• What needs to be done: The lines to be set down run from the line containing "Question. Indicate each instance of the red" through the final line of the data below; print them exactly and print nothing else.
━━━
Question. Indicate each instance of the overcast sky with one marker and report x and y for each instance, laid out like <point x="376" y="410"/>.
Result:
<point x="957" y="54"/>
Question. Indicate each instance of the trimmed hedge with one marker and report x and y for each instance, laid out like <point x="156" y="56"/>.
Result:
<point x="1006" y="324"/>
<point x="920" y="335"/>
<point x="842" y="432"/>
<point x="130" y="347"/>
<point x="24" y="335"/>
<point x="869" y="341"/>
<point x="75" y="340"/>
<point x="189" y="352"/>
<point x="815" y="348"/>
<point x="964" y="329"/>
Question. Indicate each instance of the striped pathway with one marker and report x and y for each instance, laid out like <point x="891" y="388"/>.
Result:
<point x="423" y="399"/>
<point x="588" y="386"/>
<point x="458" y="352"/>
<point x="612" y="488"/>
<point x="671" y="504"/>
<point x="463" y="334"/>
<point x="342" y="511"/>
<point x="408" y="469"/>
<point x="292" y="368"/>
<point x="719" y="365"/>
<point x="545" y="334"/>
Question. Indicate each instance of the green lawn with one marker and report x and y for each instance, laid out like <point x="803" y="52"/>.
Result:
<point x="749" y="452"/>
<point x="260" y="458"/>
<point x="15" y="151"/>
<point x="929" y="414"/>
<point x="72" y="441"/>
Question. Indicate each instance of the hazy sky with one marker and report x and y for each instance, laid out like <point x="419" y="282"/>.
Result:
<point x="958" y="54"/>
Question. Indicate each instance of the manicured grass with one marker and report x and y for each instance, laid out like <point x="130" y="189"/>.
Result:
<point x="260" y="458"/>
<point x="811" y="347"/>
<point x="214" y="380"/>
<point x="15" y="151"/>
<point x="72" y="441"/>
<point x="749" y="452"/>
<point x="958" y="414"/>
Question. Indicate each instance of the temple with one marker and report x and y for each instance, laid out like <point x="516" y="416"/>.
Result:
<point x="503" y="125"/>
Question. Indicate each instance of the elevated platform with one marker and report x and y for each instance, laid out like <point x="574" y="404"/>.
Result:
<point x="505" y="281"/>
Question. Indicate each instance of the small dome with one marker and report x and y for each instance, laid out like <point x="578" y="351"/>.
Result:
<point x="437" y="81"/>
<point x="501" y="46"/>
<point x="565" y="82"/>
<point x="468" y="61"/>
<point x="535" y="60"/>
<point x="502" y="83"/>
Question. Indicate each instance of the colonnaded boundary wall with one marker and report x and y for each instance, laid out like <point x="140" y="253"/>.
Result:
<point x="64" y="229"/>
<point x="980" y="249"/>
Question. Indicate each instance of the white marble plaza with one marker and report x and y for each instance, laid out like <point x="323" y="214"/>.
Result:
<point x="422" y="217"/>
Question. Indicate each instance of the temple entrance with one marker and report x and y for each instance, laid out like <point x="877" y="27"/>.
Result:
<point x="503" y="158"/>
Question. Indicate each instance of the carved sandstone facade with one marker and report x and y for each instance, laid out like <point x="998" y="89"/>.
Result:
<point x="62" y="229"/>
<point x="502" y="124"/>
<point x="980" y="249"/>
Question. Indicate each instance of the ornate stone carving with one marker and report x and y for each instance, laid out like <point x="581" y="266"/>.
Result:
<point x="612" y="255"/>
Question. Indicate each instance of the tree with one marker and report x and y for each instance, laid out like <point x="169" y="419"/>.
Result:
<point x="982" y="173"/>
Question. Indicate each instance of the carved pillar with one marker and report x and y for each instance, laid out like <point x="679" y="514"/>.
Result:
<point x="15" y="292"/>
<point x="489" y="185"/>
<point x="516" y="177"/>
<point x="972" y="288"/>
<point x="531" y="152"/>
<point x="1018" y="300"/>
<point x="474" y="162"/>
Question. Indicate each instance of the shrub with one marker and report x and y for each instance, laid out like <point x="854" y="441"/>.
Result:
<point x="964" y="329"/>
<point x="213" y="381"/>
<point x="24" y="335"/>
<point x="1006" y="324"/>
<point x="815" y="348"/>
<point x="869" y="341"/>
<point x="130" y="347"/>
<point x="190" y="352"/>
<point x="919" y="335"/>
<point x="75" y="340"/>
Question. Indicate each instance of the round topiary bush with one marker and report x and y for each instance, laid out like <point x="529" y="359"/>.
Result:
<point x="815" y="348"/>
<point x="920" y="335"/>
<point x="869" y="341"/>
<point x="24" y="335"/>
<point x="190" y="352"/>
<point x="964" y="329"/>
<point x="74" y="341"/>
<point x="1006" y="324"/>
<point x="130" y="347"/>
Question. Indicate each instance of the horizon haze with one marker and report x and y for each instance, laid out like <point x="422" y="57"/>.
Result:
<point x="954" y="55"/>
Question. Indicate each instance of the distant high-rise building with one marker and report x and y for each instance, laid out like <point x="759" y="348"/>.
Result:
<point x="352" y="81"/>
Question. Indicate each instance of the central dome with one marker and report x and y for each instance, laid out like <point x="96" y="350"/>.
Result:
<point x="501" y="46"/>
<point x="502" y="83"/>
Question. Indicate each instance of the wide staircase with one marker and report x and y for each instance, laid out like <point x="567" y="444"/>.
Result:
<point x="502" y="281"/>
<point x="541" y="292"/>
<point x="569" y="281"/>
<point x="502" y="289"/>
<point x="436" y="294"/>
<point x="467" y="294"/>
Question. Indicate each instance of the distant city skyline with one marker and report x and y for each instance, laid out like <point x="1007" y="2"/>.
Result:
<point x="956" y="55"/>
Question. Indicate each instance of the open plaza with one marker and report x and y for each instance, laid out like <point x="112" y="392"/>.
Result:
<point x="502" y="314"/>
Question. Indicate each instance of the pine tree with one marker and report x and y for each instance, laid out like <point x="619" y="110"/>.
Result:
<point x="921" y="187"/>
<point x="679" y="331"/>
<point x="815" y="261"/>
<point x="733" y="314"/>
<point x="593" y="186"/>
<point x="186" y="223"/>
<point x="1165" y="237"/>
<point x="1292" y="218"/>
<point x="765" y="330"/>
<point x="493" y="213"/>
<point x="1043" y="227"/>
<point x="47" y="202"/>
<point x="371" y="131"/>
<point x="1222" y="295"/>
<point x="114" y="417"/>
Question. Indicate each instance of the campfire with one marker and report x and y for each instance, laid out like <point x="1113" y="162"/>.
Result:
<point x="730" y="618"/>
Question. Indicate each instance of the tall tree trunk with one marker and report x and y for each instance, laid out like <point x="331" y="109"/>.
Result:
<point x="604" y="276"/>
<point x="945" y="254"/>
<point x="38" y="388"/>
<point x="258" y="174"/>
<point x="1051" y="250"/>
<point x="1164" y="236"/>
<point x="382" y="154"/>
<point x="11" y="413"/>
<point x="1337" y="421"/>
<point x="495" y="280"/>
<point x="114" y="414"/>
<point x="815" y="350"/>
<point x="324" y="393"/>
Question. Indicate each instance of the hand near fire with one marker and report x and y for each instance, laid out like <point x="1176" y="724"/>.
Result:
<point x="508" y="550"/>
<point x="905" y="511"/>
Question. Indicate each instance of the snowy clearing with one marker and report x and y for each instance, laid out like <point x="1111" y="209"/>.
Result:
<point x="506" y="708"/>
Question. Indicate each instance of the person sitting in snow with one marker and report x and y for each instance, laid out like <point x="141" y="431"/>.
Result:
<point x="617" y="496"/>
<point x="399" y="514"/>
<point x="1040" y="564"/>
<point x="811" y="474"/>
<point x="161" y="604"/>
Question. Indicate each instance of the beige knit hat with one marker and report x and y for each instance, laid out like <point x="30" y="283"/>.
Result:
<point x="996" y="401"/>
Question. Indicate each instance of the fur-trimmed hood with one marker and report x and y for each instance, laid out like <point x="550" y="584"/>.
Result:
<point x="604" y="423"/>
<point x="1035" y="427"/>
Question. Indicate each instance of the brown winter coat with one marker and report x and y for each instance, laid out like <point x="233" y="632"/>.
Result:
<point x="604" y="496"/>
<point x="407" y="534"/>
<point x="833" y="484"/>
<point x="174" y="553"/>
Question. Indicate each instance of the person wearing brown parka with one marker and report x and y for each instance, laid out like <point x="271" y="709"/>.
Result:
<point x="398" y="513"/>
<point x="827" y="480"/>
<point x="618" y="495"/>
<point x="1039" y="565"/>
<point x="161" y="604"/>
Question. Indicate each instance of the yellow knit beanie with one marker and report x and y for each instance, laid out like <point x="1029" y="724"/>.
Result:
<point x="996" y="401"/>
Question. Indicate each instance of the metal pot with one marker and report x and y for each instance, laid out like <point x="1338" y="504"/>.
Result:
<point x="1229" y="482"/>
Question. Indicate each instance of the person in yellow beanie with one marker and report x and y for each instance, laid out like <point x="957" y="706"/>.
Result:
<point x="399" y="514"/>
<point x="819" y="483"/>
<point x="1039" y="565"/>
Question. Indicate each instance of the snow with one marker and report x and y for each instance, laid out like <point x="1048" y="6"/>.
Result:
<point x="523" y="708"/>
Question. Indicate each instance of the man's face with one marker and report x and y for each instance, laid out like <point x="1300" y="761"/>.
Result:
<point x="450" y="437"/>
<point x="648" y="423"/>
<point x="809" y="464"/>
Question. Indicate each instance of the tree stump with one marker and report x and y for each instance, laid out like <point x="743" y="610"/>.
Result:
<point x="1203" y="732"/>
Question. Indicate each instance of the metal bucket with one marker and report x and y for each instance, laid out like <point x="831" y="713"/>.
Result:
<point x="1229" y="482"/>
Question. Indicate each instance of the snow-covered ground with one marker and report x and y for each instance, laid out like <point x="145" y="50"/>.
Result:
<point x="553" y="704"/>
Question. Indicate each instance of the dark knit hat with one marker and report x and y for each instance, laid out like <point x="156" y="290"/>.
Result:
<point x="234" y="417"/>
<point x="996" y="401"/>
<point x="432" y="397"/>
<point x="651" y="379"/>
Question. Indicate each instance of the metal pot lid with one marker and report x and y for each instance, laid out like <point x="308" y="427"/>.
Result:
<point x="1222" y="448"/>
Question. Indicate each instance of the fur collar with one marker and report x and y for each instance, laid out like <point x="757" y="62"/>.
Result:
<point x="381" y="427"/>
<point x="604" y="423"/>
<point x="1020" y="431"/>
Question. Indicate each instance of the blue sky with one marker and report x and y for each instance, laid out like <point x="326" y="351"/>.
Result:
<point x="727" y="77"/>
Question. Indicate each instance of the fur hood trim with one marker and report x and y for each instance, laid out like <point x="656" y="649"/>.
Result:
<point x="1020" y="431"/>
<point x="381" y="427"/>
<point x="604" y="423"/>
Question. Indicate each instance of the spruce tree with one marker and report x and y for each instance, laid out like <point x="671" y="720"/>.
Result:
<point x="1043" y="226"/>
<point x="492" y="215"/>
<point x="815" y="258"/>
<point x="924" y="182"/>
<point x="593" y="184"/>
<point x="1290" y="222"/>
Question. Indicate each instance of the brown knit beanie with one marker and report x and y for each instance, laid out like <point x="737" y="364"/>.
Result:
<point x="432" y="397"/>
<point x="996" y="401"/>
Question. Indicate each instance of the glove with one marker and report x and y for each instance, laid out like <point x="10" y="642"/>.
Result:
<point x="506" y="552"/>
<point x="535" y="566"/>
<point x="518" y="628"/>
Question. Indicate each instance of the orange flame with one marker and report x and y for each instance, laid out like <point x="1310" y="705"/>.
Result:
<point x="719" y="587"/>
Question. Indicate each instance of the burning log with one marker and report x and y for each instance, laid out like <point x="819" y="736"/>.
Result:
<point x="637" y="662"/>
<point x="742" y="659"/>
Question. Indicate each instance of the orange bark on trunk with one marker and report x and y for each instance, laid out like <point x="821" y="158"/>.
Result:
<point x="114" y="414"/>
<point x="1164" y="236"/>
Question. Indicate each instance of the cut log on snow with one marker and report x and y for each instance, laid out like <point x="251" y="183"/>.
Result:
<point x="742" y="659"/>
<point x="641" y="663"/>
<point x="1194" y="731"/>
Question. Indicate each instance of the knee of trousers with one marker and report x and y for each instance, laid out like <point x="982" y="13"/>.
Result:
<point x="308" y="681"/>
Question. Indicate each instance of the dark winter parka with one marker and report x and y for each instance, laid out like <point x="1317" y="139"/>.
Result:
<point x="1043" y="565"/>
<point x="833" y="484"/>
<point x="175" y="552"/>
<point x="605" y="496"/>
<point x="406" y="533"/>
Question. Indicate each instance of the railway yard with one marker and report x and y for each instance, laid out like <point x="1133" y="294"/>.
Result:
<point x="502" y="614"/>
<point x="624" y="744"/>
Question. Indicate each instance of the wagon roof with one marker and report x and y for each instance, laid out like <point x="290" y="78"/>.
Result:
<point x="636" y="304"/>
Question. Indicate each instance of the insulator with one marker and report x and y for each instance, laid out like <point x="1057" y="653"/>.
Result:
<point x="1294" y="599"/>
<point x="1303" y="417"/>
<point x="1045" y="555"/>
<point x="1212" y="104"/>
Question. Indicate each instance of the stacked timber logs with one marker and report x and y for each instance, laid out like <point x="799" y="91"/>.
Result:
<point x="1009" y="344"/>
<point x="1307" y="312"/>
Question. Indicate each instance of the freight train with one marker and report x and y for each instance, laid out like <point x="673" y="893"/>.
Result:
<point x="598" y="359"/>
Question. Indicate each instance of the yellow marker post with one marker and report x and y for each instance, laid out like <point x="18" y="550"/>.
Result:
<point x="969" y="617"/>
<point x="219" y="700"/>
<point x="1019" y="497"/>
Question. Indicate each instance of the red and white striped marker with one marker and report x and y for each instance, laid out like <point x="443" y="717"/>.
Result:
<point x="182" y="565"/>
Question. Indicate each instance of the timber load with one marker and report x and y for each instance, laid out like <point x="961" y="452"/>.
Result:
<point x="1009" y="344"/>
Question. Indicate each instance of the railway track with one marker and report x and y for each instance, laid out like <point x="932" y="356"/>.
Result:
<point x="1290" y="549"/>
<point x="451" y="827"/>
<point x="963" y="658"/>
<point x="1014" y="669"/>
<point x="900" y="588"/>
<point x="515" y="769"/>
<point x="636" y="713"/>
━━━
• Answer for the task:
Question. Indicate each instance of the red and white striped marker with one marker and report x and y for each instance, laid out like <point x="443" y="717"/>.
Result:
<point x="182" y="565"/>
Question. Indicate each instance of the timber load with one marker and report x and y for each instance, laid out like <point x="961" y="452"/>.
Result:
<point x="1009" y="344"/>
Question. Indicate each instance of the railway track with one marker and report x and y for each instance, laid out like <point x="932" y="356"/>.
Result:
<point x="1290" y="549"/>
<point x="451" y="827"/>
<point x="963" y="658"/>
<point x="1014" y="669"/>
<point x="900" y="588"/>
<point x="515" y="769"/>
<point x="636" y="713"/>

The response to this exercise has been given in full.